Start of Provided records
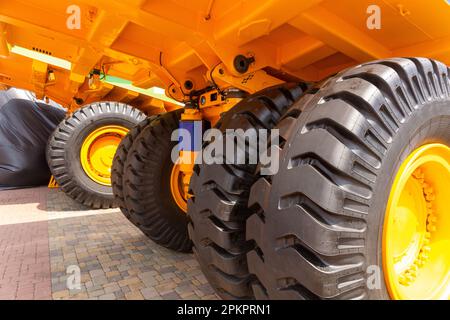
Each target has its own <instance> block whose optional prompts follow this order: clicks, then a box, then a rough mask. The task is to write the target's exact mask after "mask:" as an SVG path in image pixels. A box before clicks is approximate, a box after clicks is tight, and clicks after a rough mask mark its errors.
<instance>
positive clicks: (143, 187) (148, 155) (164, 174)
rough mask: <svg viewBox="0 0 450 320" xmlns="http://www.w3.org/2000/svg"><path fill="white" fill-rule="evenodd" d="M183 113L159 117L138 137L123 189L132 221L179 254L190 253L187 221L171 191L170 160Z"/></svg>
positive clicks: (184, 213) (165, 114)
mask: <svg viewBox="0 0 450 320" xmlns="http://www.w3.org/2000/svg"><path fill="white" fill-rule="evenodd" d="M182 112H183V110H182V109H180V110H176V111H172V112H169V113H166V114H164V115H160V116H158V117H157V118H156V119H154V120H153V121H152V122H151V123H150V125H148V126H147V127H145V128H144V130H143V131H142V132H141V133H140V134H139V135H138V137H137V138H136V140H135V142H134V143H133V145H132V147H131V149H130V151H129V154H128V157H127V160H126V162H125V171H124V184H125V186H126V188H124V189H123V191H124V196H125V207H126V208H127V210H128V213H129V220H130V221H131V222H132V223H133V224H134V225H136V226H137V227H138V228H139V229H140V230H141V231H142V232H143V233H144V234H145V235H147V236H148V237H149V238H150V239H152V240H153V241H154V242H156V243H158V244H160V245H162V246H164V247H166V248H169V249H172V250H175V251H180V252H191V248H192V243H191V240H190V239H189V236H188V232H187V224H188V218H187V215H186V213H185V212H184V211H183V210H182V209H180V207H178V205H177V204H176V202H175V200H174V198H173V196H172V192H171V189H170V175H171V173H172V168H173V166H174V164H173V162H172V159H171V152H172V149H173V148H174V147H175V146H176V144H177V142H176V141H171V135H172V132H173V131H174V130H175V129H177V128H178V127H179V120H180V118H181V114H182Z"/></svg>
End of Provided records
### Instructions for the task
What is needed is an exact copy of the entries, without any images.

### Answer space
Each target has its own <instance> block whose optional prompts follow this order: clicks, then a box, then a rough mask. The task is to write the target's exact mask after "mask:" as an SVG path in image pixels. A box before clicks is approximate, a box after clicks is tight, and clicks after a rough mask mark its errors.
<instance>
positive clicks: (143, 187) (148, 155) (164, 174)
rough mask: <svg viewBox="0 0 450 320" xmlns="http://www.w3.org/2000/svg"><path fill="white" fill-rule="evenodd" d="M183 113L159 117L138 137L123 189L132 221L179 254L190 253L187 221L171 191L170 160Z"/></svg>
positive clicks: (184, 213) (165, 114)
mask: <svg viewBox="0 0 450 320" xmlns="http://www.w3.org/2000/svg"><path fill="white" fill-rule="evenodd" d="M182 112H183V110H182V109H180V110H176V111H172V112H169V113H166V114H164V115H160V116H158V117H157V118H156V119H154V120H153V121H152V122H151V123H150V125H148V126H147V127H145V128H144V130H143V131H142V132H141V133H140V134H139V135H138V137H137V138H136V140H135V142H134V143H133V145H132V147H131V149H130V151H129V154H128V157H127V160H126V162H125V171H124V184H125V186H126V188H124V189H123V191H124V196H125V207H126V208H127V210H128V213H129V220H130V221H131V222H132V223H133V224H134V225H136V226H137V227H138V228H139V229H140V230H141V231H142V232H143V233H144V234H145V235H147V236H148V237H149V238H150V239H152V240H153V241H154V242H156V243H158V244H160V245H162V246H164V247H166V248H169V249H172V250H175V251H180V252H191V248H192V243H191V240H190V239H189V236H188V232H187V224H188V218H187V215H186V213H185V212H184V211H183V210H182V209H180V207H178V205H177V204H176V202H175V200H174V198H173V196H172V192H171V189H170V175H171V173H172V168H173V166H174V164H173V162H172V159H171V152H172V149H173V148H174V147H175V146H176V144H177V142H176V141H171V135H172V132H173V131H174V130H175V129H177V128H178V127H179V120H180V118H181V114H182Z"/></svg>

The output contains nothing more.